-- Instructions for the task --
Pick out every line of the records below that contains the string "sideline", matching case exactly, and copy each one.

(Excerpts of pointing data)
——————————
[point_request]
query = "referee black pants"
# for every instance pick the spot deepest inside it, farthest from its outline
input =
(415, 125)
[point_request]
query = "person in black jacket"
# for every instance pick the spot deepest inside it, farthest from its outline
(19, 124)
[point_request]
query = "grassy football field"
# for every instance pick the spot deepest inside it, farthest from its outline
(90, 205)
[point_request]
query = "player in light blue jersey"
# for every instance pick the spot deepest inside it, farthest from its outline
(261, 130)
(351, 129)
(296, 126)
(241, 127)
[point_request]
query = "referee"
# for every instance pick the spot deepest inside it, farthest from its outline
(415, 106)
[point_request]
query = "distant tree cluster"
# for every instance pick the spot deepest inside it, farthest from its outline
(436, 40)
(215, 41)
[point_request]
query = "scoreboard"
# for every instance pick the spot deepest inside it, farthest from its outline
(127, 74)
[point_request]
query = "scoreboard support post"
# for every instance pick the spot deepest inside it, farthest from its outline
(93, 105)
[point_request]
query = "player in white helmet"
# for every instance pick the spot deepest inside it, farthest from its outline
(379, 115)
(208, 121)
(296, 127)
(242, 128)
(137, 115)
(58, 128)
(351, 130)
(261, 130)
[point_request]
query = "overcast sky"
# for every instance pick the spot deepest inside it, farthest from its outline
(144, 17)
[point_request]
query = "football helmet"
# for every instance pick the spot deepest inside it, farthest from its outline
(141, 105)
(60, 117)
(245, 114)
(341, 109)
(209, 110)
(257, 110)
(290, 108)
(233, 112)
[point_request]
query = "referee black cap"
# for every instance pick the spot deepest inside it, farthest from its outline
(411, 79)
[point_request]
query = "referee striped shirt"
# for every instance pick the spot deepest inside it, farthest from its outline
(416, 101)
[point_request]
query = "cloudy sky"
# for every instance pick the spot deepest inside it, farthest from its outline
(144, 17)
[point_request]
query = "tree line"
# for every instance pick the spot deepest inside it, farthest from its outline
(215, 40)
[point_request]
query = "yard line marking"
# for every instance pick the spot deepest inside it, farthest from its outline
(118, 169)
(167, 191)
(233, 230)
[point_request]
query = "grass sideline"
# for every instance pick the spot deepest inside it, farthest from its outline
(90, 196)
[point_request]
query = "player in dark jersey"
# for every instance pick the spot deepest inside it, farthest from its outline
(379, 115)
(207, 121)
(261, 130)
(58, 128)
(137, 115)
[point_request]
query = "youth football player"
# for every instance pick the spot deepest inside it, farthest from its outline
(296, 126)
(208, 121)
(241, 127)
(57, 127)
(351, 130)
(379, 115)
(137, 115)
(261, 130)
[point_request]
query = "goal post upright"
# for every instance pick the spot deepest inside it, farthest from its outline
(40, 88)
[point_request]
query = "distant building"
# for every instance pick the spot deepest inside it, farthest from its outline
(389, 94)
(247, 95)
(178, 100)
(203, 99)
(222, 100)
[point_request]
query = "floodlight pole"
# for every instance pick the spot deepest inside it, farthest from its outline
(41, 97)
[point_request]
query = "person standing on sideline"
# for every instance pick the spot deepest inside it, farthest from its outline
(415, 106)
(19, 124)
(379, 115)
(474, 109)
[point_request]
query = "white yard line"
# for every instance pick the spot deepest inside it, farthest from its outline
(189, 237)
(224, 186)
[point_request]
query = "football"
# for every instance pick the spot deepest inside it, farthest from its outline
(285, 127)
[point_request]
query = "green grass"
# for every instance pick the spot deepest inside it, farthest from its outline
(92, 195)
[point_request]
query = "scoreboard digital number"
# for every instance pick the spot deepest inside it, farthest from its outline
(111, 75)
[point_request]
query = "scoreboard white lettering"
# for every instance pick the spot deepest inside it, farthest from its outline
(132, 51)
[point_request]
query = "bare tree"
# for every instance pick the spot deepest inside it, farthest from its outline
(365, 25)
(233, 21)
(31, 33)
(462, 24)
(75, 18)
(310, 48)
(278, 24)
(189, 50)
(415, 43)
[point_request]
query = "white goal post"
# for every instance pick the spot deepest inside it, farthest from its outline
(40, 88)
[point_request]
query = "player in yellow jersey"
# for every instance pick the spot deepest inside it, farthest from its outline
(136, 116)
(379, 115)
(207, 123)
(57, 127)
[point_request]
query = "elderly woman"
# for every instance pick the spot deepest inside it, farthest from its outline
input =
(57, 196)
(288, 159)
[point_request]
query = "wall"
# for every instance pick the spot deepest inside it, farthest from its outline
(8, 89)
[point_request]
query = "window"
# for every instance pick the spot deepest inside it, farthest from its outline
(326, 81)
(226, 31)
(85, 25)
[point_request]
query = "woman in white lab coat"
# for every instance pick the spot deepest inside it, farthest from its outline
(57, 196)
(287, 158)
——————————
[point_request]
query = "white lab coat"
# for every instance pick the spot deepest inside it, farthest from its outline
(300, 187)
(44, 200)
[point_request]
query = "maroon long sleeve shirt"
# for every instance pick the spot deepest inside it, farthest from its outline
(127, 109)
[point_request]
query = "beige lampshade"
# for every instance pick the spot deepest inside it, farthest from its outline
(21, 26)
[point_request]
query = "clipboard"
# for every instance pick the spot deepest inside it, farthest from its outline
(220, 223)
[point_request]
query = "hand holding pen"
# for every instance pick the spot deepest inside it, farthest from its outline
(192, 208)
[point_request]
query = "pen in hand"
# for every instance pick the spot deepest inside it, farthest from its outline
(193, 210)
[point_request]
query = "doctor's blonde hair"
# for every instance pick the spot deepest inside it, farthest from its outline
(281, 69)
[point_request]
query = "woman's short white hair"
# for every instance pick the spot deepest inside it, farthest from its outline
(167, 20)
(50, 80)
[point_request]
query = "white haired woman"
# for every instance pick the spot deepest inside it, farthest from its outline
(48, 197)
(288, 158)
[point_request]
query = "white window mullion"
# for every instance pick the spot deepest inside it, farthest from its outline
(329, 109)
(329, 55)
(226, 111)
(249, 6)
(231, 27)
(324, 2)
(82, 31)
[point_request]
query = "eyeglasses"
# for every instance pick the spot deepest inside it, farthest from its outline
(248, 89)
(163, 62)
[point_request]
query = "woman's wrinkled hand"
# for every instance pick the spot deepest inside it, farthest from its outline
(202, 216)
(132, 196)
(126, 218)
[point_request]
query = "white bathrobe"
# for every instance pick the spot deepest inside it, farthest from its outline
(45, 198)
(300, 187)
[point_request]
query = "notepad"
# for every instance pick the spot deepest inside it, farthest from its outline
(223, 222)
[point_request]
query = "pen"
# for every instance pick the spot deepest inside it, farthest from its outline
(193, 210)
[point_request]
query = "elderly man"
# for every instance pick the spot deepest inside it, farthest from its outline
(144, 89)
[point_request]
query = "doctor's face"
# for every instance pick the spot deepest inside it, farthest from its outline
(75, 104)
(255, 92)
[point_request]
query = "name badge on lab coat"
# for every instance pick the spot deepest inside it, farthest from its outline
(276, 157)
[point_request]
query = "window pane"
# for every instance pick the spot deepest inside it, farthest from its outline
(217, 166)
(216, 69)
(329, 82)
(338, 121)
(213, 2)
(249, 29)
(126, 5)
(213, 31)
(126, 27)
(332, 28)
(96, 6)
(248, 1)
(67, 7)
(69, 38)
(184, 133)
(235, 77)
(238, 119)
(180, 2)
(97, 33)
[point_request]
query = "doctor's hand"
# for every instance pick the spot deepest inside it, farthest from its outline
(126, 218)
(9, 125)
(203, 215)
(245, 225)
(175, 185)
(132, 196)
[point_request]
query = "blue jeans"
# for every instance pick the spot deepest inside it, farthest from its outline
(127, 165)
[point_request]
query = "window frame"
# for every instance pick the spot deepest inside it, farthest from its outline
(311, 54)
——————————
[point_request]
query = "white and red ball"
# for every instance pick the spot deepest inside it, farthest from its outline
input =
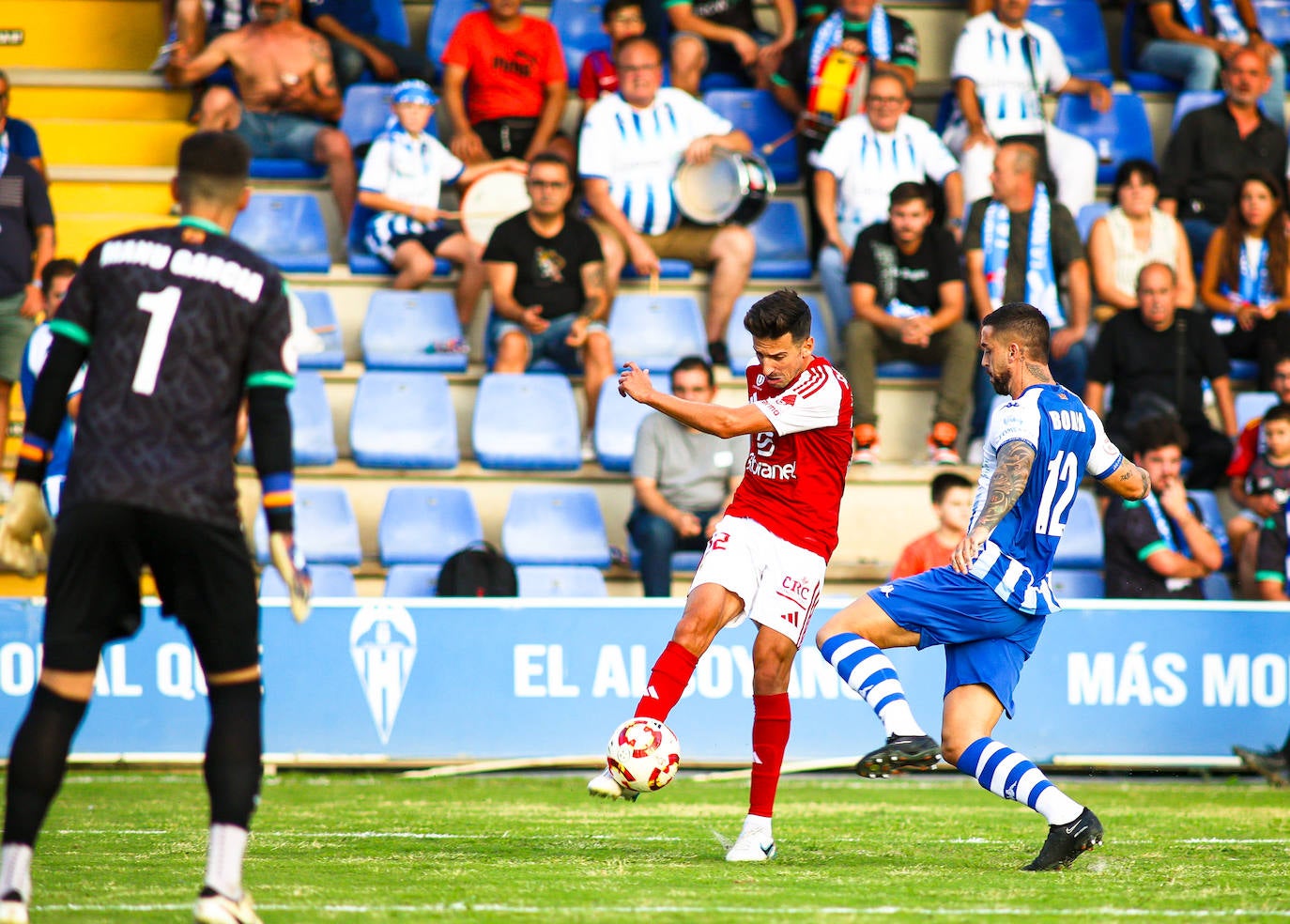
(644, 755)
——————————
-- Reply to the task --
query = "grass sideline"
query = "person standing on sideline"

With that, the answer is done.